## Text excerpt
Dynamics of the infected classes per patch for equal vaccination rates (solid lines) in all patches and vaccine prioritization (dotted lines) for the high-risk patch P3. (a) Asymptomatic classes A1 (blue), A2 (green), A3 (yellow). (b) Symptomatic classes I1 (blue), I2 (green), I3 (yellow). (c) Reported classes (blue), (green), (yellow). The mobility matrix is PI.
4.3. Coverage, efficacy and delivery time versus mobility
From the simulations shown in figure 4, one can see that even when prioritizing vaccination in the high-risk patch (C3 > C1, C2 and T3 < T1, T2) reduces the prevalence level, this reduction seems to be still less than the reduction achieved if there is restricted mobility (see the right column in figure 3). Therefore, we further explore how vaccination coverage, efficacy and delivery time affect the control of the transmission dynamics in comparison with the effect of mobility restrictions.

## Descriptions of image regions in plain language
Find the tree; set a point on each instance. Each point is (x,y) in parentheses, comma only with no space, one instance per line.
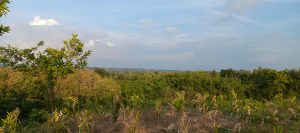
(53,63)
(3,11)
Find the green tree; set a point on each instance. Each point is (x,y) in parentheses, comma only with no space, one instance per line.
(3,11)
(53,63)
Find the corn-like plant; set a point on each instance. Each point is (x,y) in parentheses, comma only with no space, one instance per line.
(200,101)
(177,104)
(130,120)
(84,119)
(159,108)
(277,129)
(10,123)
(183,123)
(237,128)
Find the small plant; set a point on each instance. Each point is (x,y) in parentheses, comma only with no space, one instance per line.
(56,120)
(183,123)
(83,121)
(10,123)
(159,108)
(131,120)
(200,101)
(178,102)
(277,129)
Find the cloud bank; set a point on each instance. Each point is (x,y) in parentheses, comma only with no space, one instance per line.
(37,21)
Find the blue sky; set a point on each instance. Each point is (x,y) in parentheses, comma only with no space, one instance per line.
(165,34)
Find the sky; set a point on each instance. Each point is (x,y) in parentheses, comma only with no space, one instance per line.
(165,34)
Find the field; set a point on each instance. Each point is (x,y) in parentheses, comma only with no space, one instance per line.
(262,100)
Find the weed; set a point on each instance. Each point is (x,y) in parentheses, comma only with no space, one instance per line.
(10,123)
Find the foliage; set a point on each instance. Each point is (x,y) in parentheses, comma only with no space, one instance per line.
(3,11)
(10,123)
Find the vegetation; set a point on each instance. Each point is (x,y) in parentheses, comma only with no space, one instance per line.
(51,91)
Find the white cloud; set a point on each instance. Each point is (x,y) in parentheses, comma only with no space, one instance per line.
(37,21)
(91,43)
(240,6)
(171,29)
(147,22)
(110,44)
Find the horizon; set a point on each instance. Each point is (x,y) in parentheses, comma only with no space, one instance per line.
(183,35)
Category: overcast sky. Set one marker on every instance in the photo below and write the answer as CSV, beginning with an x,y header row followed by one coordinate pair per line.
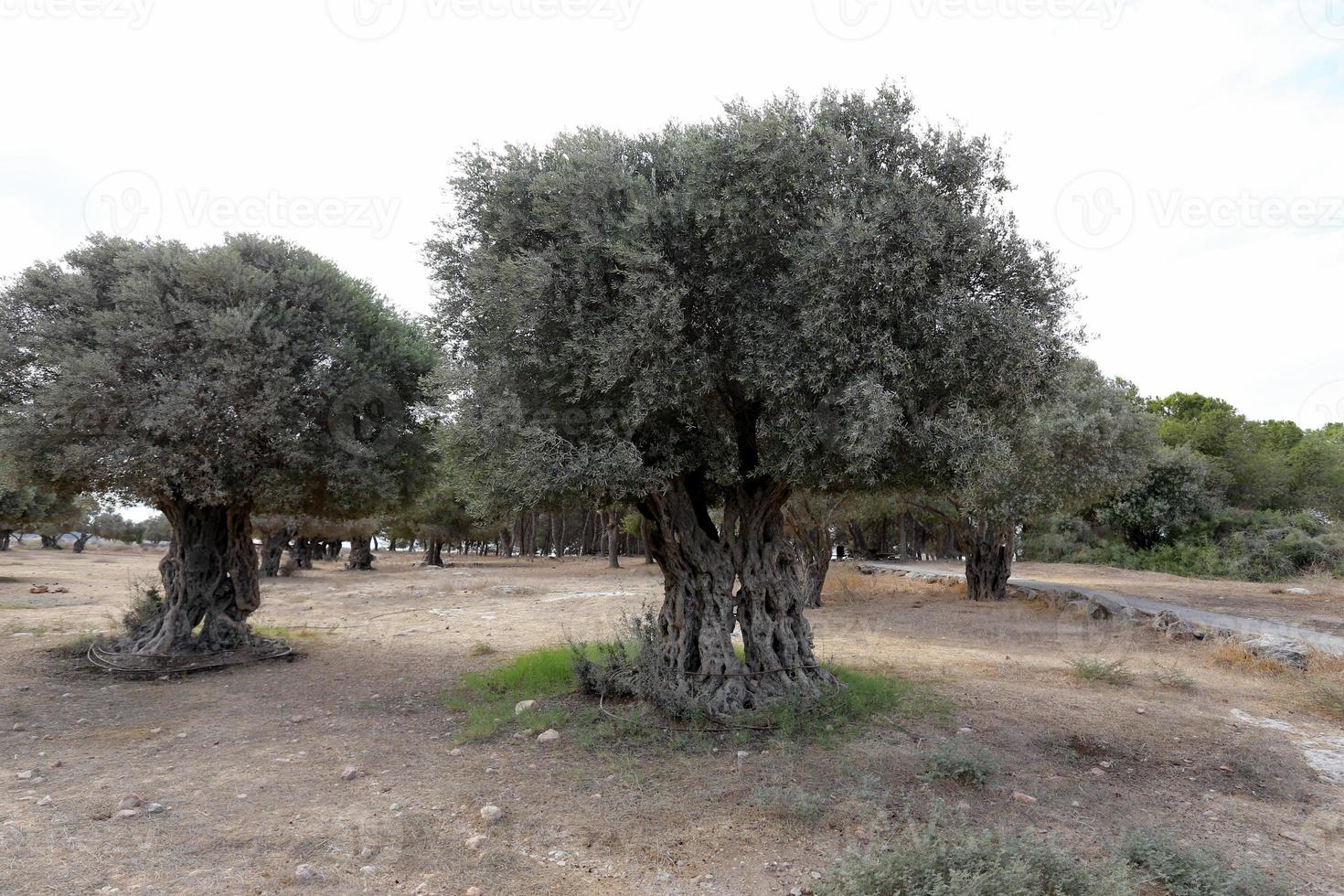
x,y
1186,156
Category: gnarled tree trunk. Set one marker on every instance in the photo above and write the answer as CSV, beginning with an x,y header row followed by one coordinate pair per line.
x,y
360,555
775,637
700,563
273,551
210,581
988,549
613,544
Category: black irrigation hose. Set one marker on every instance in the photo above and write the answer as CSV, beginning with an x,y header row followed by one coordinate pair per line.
x,y
101,658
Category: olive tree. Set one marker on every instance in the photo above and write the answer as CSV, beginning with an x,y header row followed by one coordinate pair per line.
x,y
700,320
208,383
1094,441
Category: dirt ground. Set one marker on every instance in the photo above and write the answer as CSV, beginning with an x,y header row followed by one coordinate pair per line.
x,y
1321,609
249,761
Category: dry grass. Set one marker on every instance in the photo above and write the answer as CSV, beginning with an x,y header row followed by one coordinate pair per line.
x,y
1238,657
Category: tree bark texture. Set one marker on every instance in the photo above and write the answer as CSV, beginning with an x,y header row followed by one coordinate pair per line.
x,y
360,555
988,549
210,583
700,563
273,551
613,544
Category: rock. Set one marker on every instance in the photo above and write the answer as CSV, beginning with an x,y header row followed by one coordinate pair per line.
x,y
1280,649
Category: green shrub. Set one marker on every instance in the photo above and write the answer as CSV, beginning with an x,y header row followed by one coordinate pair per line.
x,y
955,762
1191,872
146,609
937,859
1113,673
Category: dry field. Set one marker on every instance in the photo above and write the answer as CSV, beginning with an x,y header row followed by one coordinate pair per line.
x,y
249,761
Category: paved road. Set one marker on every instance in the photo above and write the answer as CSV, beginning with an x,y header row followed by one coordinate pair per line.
x,y
1115,602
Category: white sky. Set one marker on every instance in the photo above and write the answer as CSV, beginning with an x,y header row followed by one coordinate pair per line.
x,y
1184,155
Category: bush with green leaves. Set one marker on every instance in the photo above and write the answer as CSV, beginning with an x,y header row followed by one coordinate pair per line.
x,y
957,762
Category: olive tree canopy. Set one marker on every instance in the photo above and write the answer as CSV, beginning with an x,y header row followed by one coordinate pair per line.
x,y
211,383
823,294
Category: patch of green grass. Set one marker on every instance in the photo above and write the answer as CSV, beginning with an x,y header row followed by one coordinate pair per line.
x,y
488,698
1100,670
864,700
1191,872
943,859
955,762
1174,677
549,677
77,646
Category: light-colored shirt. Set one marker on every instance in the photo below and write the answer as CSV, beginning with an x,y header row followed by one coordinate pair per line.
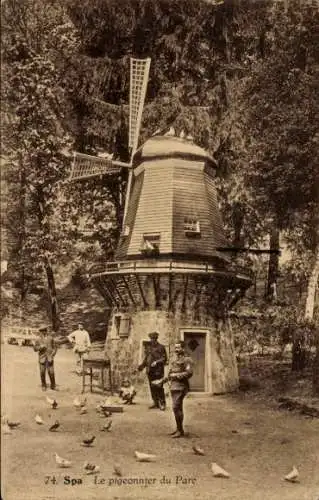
x,y
81,338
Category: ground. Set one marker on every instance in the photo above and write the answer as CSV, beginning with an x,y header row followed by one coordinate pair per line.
x,y
255,443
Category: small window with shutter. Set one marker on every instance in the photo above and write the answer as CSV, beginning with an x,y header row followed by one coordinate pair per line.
x,y
191,226
151,244
121,325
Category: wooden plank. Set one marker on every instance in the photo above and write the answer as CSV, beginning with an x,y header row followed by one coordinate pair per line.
x,y
170,279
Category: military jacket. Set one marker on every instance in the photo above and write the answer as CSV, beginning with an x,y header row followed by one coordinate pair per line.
x,y
181,369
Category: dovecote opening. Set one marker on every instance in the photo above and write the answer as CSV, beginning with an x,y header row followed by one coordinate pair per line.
x,y
191,226
151,244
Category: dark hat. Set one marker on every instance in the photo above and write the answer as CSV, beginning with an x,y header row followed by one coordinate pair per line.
x,y
153,335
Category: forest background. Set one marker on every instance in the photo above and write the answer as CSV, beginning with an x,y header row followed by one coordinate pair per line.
x,y
240,76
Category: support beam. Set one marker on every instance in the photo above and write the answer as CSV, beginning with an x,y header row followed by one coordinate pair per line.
x,y
184,294
116,289
141,291
128,290
156,282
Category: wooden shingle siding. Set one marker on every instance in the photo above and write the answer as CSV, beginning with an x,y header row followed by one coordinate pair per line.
x,y
214,213
154,211
192,199
136,189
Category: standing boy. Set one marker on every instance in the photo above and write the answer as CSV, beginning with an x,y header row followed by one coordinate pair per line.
x,y
80,338
178,376
154,361
46,347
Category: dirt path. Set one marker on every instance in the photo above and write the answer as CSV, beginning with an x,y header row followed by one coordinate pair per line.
x,y
255,444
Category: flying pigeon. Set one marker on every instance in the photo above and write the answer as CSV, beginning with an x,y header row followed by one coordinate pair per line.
x,y
55,426
12,424
39,420
144,457
293,476
107,427
117,471
88,442
198,451
219,471
62,462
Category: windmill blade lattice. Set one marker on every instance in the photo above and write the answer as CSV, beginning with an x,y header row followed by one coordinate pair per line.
x,y
86,166
138,84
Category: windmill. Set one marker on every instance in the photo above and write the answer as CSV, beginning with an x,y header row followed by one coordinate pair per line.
x,y
169,270
87,166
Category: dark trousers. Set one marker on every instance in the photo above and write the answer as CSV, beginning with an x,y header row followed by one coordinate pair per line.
x,y
177,404
157,393
47,366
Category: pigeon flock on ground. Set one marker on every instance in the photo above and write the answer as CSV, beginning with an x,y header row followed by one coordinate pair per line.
x,y
80,404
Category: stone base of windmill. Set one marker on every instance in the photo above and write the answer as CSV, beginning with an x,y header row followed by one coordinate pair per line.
x,y
209,343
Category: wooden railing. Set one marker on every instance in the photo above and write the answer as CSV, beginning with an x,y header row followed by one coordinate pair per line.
x,y
169,266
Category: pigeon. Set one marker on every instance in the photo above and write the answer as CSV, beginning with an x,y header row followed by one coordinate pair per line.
x,y
170,132
117,471
198,451
144,457
107,427
293,476
78,403
62,462
12,424
55,426
88,466
95,470
5,429
219,471
39,420
88,442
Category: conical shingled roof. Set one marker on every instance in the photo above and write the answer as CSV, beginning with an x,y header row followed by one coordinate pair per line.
x,y
173,198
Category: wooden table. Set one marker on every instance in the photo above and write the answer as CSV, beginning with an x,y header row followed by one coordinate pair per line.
x,y
98,364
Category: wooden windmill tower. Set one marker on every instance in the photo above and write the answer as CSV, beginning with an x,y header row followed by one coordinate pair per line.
x,y
169,274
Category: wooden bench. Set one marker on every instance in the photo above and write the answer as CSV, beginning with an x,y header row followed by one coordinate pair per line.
x,y
100,364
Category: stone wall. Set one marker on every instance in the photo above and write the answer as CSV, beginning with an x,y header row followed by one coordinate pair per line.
x,y
126,352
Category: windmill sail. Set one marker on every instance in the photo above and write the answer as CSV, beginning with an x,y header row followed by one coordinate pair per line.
x,y
138,83
86,166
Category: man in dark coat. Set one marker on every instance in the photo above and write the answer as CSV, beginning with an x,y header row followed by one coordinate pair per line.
x,y
179,373
154,362
46,347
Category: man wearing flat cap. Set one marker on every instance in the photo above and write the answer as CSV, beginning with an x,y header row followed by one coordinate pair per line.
x,y
46,347
154,361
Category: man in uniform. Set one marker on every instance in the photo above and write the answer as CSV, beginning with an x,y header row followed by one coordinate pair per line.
x,y
80,338
178,376
154,362
46,347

## Apply what you read
**a)** Sum up the excerpt on vaccination and mobility in two sentences.
**b)** Write the next part of the excerpt on vaccination and mobility, picking up after its last sentence.

## Answers per task
**a)** Simulations of infected classes per patch compared equal vaccination rates in all patches with prioritizing vaccination in the high-risk patch P3. Prioritizing that patch lowers prevalence, but less than restricting mobility does, so the authors go on to study how vaccination coverage, efficacy and delivery time compare with mobility restrictions in controlling transmission.

**b)**
Figure 5 presents the results. For all plots, the total number of cumulative reported cases for the high-mobility case (the residence time matrix is PI) are presented by the red solid lines, and red dotted lines represent the low-mobility case (the residence time matrix is PII). These cumulative reported cases are obtained without vaccination and indicate that the expected number of reported infections for Mexico City is between 430 000 and 550 000 cases by the end of 2021 depending on the level of mobility. In figure 5a, we vary the vaccination coverage between 20% and 40% with fixed efficacy at 80% and delivery time in five months. In figure 5b, we vary vaccine efficacy between 70% and 90% with fixed 30% coverage achieved in five months. In figure 5c, we vary delivery time between two and six months for fixed 80% efficacy and 30% coverage, respectively. The simulations (solid lines) are obtained for the high-mobility matrix PI. From figure 5a, we see that an efficacy of 80%, with 40% coverage achieved in five months has a similar effect in comparison with restricted mobility without vaccination. In figure 5b, one can see that even with 90% vaccine effectiveness if the coverage is 30% in five months, the reported cases are higher in comparison with the reduction achieved by restriction of mobility. On the other hand, if the 30% coverage is achieved very fast (two months) and vaccine effectiveness is 80%, the reduction in the number of cases is greater than the one obtained by restriction of mobility (figure 5c). In summary, the reduction of mobility among patches plays a significant role in the mitigation of the disease close to the effect of immunization coverage of 30% achieved in four months. Finally, note that for the ranges explored in figure 5, it seems that coverage and the time needed to achieved such coverage has more impact than vaccine efficacy in disease control.
Figure 5.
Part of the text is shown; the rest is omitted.